##### 選んだ抜粋 #####

マタイは、以前ひょっとしてもうお伝えしたかもしれませんが、20年近く前ミュンヘンに住んでいた頃、ガスタイクのホールでミュンヘンバッハ管がマタイをやり、当時小学生の子供と行きました。ただ、子供が退屈してしまい、二人で伸びたり縮んだりしていたら、周りのドイツ人の小父さんたちに「静かにしろ!」と怒られ、縮んでしまいました。以来マタイ他は皆苦手なんですが。佐村河内守の作品は、先日テレビで観ました。yokochanさんのお名前もはっきりと確認できて、感動しましたよ!!
投稿: 安倍禮爾 | 2013年4月 7日 (日) 20時16分
安倍禮爾さん、こんばんは。
親類や親との別れはもう一巡しつつあり、そうですね、友との別れもこうしてやってくるのですね。
自分もそういう段階にさしかかりつつあることも自認しなくてはなりません。
マタイの思いで、いえいえ、お子様のくだりは初にお聞かせいただきました。
すごい経験でらっしゃいます。
幸いに、マタイやバッハの宗教作品においてはよき思いでばかりですので、心打つ偉大な作品として、わたしのなかには位置しております。
あんな感じに放映されるとは知らず、ちょっと驚き、そしてうれしかったりしますが、あまりコマーシャリズムに乗ってしまうと、ちょっと待てよ、という感じになります。
投稿: yokochan | 2013年4月 7日 (日) 22時12分
yokochanさん、おはようございます。
私もご冥福をお祈りいたします。
私は、交響曲第1番"HiROSHiMA"を一度お蔵入りにしていました。再び聴くきっかけを頂いたのは、貴ブログの2011.8.6付の記事でした。
もともとハヴァガール・ブライアン交響曲第1番「ゴシック」とヴィーン世紀末関連で読んでおりましたが、改めて深く感謝致します。
>あまりコマーシャリズムに乗ってしまうと、ちょっと待てよ、という感じになります。
こちらもTV写りこそないですが、FBでイイねが10付けられたりするのはいいとして、名無しかつ言葉の汚いコメントには辟易しましたね。私は、2ch以外できればステハンも認めない主義なので、ネチケットを守らないコメントには、注意書きで規制をかけました。もともとそうしているのですが、別掲することになるとはという思いで今もいます。みんなyokochanさんのような方であれば大歓迎なのですが。
今、ようやく氏が賞賛される理由が本当にわかったような気がします。詳細は、名前をクリックするととべる記事に書いた通りです。
私自身、最近ももいろクローバーZの楽曲を手掛けていた前山田健一さんのアレンジが面白いと思ったりしながらも、佐村河内守さんは、間違いなく最高峰の作曲家だと思います。

#####

### 課題の目標
上にあるマタイと佐村河内守をめぐるコメントのやりとりを、最後の文の後から引き取って書き進めてください。

##### 提供された一覧 #####

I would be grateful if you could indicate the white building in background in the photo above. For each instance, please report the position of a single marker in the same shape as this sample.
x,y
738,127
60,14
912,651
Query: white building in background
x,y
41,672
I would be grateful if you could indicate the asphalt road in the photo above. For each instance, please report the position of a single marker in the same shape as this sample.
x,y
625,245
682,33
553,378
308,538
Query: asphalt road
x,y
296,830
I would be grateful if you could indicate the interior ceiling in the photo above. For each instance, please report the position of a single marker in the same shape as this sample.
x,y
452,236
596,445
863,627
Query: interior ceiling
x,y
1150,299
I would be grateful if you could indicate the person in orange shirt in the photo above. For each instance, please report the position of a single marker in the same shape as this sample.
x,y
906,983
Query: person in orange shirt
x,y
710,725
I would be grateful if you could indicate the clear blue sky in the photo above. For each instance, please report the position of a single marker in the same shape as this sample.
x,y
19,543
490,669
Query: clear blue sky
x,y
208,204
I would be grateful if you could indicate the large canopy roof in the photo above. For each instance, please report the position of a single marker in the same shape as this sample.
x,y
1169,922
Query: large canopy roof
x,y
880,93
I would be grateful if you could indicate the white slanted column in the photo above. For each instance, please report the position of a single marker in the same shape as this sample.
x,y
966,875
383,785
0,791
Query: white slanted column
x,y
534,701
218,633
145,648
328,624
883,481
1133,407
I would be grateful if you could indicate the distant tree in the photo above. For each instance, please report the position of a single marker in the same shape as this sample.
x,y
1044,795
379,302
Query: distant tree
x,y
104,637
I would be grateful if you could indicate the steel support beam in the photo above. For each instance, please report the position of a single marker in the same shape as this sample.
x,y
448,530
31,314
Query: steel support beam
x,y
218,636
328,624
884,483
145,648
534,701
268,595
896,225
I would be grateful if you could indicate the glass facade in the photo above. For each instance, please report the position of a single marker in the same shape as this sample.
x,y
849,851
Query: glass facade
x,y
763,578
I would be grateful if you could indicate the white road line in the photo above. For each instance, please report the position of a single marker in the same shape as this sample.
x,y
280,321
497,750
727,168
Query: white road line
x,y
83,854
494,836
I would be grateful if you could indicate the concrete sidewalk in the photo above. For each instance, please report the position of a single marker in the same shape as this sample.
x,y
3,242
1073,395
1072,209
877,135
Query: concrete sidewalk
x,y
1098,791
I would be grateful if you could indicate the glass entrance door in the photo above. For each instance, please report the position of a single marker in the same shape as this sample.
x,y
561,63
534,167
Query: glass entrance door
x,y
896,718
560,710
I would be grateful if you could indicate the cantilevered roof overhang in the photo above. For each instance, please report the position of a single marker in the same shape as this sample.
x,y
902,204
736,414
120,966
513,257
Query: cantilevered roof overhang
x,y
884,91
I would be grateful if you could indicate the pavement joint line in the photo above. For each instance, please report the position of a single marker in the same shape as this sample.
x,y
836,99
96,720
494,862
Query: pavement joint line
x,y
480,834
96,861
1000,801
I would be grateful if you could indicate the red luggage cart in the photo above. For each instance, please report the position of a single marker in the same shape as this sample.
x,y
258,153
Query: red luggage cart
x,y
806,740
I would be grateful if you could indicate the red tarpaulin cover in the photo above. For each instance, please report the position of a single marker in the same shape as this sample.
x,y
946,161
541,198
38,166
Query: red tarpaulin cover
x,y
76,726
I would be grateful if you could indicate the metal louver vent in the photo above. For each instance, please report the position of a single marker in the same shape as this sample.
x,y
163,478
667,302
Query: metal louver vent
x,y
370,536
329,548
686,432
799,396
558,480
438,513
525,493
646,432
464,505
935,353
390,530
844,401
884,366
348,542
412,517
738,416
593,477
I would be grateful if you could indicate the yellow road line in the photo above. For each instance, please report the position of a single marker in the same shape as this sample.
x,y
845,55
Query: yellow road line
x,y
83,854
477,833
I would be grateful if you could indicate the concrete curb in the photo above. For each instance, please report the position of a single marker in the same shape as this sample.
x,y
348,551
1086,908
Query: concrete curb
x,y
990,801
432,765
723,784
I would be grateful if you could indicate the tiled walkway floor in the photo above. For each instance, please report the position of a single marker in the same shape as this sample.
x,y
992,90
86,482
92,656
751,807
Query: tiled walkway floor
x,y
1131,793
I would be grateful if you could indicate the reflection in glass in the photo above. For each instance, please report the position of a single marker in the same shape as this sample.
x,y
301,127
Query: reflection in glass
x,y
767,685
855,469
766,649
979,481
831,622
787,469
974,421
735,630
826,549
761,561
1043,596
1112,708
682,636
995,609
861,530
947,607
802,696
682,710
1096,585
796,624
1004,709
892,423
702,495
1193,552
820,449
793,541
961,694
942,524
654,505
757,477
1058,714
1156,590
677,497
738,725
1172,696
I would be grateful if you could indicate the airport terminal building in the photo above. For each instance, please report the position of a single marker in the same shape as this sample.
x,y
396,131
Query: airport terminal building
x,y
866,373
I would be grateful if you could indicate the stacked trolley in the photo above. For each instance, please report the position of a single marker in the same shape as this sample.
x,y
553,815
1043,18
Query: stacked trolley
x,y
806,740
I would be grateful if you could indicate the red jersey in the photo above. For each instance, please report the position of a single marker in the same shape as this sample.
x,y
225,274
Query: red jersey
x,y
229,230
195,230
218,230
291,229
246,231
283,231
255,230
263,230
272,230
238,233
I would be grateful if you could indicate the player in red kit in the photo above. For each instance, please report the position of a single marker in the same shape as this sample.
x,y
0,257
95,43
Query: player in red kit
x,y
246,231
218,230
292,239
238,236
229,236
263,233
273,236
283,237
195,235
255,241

#####

### この課題の回答
私も、第2楽章のトロンボーンによる無常なるコラールが、この1週間頭の中でどこかしらで流れていました。氏が同じく悩める友と同じ目線で苦悩を分かち合い祈る姿が思い浮かんできます。ブログは、違う言葉で綴りました。
投稿: Kasshini | 2013年4月 8日 (月) 07時24分
Kasshiniさん、こんばんは。
いろいろと忙しくて、ご返信が遅くなってしまいました。
そしてご丁寧にありがとうございました。
佐村河内さんが広く知られ注目されるのは大いに喜ばしいことなのですが、名前やいろんなレッテルが独り歩きしてしまう、そんなコマーシャリズムが不安です。
氏の音楽に虚心に耳を傾けることで、開かれるその音楽の素晴らしさなのですから。
ネット上では顔が見えませんので、正直いやな思いをすることが多々ありますよね。
よくわかります。
幸い、弊ブログはKasshiniさんを始め、とても紳士的な方々にご訪問いただいておりますので、本当に感謝いたしたいと存じます。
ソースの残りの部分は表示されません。